━━ Records for processing

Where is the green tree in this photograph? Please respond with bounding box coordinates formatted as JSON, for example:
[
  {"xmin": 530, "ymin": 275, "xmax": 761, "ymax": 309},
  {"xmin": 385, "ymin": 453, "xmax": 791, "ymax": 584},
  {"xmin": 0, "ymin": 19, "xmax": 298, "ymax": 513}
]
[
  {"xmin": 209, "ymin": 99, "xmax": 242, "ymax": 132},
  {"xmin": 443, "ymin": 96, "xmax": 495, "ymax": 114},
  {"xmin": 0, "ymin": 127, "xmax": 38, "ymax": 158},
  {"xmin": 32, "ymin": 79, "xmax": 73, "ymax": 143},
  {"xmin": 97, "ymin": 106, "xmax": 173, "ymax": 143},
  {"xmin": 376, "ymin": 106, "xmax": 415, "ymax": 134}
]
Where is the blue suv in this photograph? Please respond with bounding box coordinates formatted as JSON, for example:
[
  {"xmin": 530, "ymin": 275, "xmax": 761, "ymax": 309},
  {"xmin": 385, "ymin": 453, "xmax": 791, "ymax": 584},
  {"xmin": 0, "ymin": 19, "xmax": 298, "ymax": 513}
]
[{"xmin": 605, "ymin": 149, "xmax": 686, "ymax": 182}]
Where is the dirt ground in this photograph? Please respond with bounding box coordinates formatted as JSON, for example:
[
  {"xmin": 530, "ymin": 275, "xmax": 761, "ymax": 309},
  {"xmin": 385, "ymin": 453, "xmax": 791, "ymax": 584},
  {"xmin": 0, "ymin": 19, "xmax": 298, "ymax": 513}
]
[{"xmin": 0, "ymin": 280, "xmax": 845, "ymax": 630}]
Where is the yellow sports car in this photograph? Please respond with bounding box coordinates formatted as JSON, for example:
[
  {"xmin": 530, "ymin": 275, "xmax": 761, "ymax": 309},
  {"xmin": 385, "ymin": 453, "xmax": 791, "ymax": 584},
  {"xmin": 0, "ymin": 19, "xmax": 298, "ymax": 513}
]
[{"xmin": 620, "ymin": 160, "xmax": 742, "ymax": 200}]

━━━━
━━ Records for processing

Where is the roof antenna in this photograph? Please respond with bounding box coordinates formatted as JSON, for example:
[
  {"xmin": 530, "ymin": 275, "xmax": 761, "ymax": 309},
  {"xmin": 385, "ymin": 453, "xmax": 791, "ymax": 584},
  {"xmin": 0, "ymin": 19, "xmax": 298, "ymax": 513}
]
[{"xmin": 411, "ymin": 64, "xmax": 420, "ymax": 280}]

━━━━

→ Stated problem
Locate each line above that contains the string "this" and copy it out. Case counts.

→ Written solution
Where is the green tree in this photograph? Please respond with bounding box coordinates formatted as JSON, for example:
Where is the blue suv in this photograph? Please respond with bounding box coordinates formatted as JSON, for example:
Where is the dirt ground in this photograph? Please respond with bounding box coordinates formatted as JSON, for example:
Where is the yellow sports car in this photograph? Please respond with bounding box coordinates formatted as JSON, for example:
Where is the roof antenna in this photograph? Please respond with bounding box coordinates formatted as JSON, for example:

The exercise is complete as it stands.